● КОРОТКАЯ ЗАДАЧА
Повторите без изменений часть приведенного ниже фрагмента о реформаторах церкви: от слов «Все великие реформаторы» до слов «прославляет Своих рабов.».

● ФРАГМЕНТ ТЕКСТА
━━━

Как и в начале христианства, так было и тогда относительно выбора инструментов, через которые совершалась работа по реформации церкви, как раньше по ее образованию. Ни из академии греческой философии, ни из театра римской риторики, ни из школы еврейского образования были взяты первые проповедники Евангелия. Эти сосуды были слишком полны старым вином человеческого знания, чтобы принять божественную мудрость. К выносливым и необразованным рыбакам Галилеи был обращен призыв: «Идите  за Мною, и Я сделаю вас ловцами человеков».
Все великие реформаторы без исключения были людьми низкого происхождения. Лютер впервые увидел свет в доме рудокопа, Кальвин был внуком бондаря из Пикарди, Нокс был сыном простого горожанина шотландского провинциального городка, Цвингли родился в хижине пастуха в Альпах, Меланхтон рос в мастерской оружейника. Таков Божий путь. Закон Божьего промысла – получать высокие результаты посредством слабых инструментов. Таким образом Бог прославляется Сам, а затем  прославляет Своих рабов.

━━━

[Записи с разметкой положения объектов]
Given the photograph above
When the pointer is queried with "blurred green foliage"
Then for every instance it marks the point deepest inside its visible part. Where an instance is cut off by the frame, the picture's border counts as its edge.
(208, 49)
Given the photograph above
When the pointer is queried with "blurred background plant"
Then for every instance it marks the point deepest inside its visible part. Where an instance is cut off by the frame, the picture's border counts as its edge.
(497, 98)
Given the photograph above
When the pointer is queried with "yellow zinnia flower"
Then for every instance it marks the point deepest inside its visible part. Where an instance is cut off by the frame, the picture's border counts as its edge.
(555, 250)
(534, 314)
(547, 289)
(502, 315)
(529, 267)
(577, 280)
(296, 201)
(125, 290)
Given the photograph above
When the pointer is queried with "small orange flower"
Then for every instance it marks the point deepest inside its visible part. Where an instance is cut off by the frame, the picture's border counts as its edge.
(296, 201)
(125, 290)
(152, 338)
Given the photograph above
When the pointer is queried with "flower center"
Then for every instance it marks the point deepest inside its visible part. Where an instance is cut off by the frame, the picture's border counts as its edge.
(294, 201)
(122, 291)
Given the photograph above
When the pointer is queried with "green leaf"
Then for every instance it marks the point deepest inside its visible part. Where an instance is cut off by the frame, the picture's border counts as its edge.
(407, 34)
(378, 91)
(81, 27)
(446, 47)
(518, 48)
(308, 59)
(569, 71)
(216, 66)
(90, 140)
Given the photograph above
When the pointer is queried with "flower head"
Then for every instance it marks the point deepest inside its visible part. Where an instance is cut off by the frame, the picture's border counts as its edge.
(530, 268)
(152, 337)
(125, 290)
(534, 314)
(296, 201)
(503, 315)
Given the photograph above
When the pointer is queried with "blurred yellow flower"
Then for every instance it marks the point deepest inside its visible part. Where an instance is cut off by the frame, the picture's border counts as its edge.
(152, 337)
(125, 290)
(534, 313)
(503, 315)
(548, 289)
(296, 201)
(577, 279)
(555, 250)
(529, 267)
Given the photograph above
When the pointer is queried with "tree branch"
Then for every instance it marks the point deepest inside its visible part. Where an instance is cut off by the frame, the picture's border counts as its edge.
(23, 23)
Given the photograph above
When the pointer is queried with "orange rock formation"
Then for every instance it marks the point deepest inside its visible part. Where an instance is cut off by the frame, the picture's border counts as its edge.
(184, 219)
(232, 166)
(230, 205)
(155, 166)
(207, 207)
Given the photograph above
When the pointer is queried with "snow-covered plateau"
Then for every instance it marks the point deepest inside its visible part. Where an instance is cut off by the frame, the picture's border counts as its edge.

━━━

● ВЫПОЛНЕННОЕ ЗАДАНИЕ
Все великие реформаторы без исключения были людьми низкого происхождения. Лютер впервые увидел свет в доме рудокопа, Кальвин был внуком бондаря из Пикарди, Нокс был сыном простого горожанина шотландского провинциального городка, Цвингли родился в хижине пастуха в Альпах, Меланхтон рос в мастерской оружейника. Таков Божий путь. Закон Божьего промысла – получать высокие результаты посредством слабых инструментов. Таким образом Бог прославляется Сам, а затем  прославляет Своих рабов.